== DATA SECTION ==
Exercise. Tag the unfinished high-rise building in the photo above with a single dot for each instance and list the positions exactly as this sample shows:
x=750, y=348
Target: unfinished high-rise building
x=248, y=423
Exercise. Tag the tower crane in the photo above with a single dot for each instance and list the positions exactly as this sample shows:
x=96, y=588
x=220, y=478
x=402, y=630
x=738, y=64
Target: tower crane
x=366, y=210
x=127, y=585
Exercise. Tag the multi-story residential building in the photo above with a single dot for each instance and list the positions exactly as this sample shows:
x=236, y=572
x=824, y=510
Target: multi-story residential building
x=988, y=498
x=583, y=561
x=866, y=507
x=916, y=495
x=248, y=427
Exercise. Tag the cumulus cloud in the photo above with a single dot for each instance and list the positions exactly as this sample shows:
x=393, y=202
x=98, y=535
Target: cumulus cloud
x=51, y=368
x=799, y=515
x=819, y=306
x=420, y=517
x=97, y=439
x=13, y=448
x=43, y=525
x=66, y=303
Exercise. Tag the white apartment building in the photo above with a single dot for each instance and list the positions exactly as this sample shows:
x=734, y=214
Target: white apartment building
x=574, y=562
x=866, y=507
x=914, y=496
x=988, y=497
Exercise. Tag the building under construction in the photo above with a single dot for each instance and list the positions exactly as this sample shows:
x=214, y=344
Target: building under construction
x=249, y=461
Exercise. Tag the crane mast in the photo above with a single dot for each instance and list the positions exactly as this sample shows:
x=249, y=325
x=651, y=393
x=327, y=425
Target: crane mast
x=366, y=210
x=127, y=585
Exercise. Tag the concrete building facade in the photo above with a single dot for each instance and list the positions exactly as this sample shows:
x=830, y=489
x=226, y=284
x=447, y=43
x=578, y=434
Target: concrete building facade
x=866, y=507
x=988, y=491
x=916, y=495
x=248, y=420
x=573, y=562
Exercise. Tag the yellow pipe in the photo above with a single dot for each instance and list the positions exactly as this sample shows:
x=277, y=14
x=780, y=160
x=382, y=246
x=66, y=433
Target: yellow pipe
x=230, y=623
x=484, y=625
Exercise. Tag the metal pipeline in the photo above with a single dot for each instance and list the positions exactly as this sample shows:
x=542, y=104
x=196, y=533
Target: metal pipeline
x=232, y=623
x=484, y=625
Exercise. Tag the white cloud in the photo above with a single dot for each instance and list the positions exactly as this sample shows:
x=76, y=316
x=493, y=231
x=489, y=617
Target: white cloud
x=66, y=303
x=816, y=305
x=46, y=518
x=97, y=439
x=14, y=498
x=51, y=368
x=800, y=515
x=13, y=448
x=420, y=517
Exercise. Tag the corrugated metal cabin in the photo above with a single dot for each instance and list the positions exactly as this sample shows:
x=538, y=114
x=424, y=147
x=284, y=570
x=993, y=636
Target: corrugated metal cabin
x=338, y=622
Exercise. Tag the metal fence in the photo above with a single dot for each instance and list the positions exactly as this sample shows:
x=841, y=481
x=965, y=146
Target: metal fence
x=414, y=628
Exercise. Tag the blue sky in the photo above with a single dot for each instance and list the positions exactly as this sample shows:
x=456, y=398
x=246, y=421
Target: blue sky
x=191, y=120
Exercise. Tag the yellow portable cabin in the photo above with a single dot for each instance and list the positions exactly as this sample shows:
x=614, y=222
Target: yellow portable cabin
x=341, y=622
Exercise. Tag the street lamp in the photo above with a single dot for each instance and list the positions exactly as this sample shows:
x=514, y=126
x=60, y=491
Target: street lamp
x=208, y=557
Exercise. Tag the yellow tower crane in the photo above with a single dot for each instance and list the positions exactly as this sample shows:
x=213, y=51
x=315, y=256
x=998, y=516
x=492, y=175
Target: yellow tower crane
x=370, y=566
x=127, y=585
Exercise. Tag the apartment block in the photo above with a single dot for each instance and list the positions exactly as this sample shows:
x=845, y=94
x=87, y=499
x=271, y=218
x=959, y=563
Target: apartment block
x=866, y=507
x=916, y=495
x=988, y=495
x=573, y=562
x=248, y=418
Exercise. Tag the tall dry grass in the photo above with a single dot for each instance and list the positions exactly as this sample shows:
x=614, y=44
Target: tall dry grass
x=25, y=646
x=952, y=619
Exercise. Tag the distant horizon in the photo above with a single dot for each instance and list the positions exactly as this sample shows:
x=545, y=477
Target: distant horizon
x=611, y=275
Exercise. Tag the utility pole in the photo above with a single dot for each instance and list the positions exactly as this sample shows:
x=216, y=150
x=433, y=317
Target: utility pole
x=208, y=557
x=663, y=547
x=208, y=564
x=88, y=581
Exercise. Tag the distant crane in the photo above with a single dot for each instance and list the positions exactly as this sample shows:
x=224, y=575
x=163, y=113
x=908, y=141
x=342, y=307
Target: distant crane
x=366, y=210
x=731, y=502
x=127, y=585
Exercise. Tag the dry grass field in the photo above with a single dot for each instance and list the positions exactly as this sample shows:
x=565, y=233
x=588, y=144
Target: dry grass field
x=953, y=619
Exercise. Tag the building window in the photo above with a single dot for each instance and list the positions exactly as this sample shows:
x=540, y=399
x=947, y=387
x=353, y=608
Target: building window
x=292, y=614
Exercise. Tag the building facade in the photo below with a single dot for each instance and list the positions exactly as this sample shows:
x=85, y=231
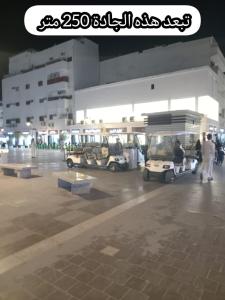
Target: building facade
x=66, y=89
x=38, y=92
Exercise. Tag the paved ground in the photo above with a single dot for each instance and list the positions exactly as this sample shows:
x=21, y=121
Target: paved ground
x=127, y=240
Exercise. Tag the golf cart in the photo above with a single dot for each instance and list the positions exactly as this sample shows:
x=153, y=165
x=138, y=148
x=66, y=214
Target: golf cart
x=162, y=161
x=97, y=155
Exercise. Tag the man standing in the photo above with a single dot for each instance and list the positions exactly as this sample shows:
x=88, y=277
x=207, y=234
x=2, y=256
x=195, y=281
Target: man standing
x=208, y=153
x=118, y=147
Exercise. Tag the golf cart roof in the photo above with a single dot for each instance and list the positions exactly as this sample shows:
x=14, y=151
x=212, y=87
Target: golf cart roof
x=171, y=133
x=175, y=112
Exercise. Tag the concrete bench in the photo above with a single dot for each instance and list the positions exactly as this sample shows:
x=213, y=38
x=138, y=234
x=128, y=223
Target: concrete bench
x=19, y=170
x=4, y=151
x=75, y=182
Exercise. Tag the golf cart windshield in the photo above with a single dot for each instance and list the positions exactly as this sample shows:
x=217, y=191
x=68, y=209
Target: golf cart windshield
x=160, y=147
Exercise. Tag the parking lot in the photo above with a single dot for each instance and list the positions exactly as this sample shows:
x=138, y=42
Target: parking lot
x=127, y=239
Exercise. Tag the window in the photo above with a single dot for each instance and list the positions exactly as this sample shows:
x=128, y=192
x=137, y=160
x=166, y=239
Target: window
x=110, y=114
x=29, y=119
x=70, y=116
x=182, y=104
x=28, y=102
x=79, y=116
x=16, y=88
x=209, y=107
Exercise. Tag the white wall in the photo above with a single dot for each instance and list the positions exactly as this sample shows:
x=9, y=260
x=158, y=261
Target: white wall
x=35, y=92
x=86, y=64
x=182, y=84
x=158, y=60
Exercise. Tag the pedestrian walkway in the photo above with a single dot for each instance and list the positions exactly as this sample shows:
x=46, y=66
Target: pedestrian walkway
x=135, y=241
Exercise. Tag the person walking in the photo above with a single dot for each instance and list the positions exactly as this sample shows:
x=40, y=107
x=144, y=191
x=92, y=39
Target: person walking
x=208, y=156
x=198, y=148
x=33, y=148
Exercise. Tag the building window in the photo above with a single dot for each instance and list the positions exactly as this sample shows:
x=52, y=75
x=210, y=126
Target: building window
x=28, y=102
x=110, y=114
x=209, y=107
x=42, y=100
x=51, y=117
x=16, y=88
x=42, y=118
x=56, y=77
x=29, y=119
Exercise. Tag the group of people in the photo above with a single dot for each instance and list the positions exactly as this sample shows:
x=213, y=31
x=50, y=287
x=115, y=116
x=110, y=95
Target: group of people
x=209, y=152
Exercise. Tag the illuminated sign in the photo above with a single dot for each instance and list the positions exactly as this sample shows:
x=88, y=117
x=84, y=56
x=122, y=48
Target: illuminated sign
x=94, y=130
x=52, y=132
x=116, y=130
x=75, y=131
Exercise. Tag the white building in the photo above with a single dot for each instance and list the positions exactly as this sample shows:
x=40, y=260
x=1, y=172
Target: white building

== WORK ITEM ==
Transcribe, exactly and without additions, the lines of the records above, beginning with the line that contains "x=212, y=87" and ending with the line that contains "x=210, y=126", both included.

== EXERCISE RESPONSE ==
x=212, y=87
Target: golf cart roof
x=171, y=133
x=175, y=112
Exercise. Tag the concrete bench in the photo above with a single dot for each instance and list the positions exactly as this sample shows:
x=213, y=38
x=138, y=234
x=128, y=223
Target: concrete bench
x=19, y=170
x=4, y=151
x=75, y=182
Exercise. Tag the golf cart windshield in the photo above with a single dot for each instance and list the positions exactly as this sample shows:
x=217, y=191
x=68, y=209
Target: golf cart windshield
x=160, y=147
Exercise. Tag the parking lot in the photo above with a single dot for each instance and list the positions exactly as this sample shows:
x=138, y=42
Target: parking lot
x=127, y=239
Exercise. Tag the window in the photo above with a single dot for each instance and list the positions exactly as this sample shows:
x=128, y=192
x=137, y=160
x=166, y=239
Target: window
x=110, y=114
x=29, y=119
x=70, y=116
x=182, y=104
x=28, y=102
x=79, y=116
x=16, y=88
x=209, y=107
Exercise. Tag the white wall in the photo above with a single dot for each instance and list the positions exactly as this sample shows:
x=9, y=260
x=158, y=261
Target: white wall
x=35, y=92
x=86, y=64
x=182, y=84
x=158, y=60
Exercise. Tag the pedestrian walkway in the photo above with a single dot for each instance and list the positions exactly as this sample shows:
x=46, y=66
Target: pedestrian walkway
x=135, y=241
Exercise. Tag the person walking in the photo above with a single dot for each instance and list the positions exactly as this sample shows:
x=40, y=107
x=144, y=191
x=92, y=39
Target: person walking
x=208, y=156
x=198, y=148
x=33, y=148
Exercise. Tag the building window in the photo above with a single dot for each instance and list the positions exactly as this sample shows:
x=52, y=75
x=210, y=126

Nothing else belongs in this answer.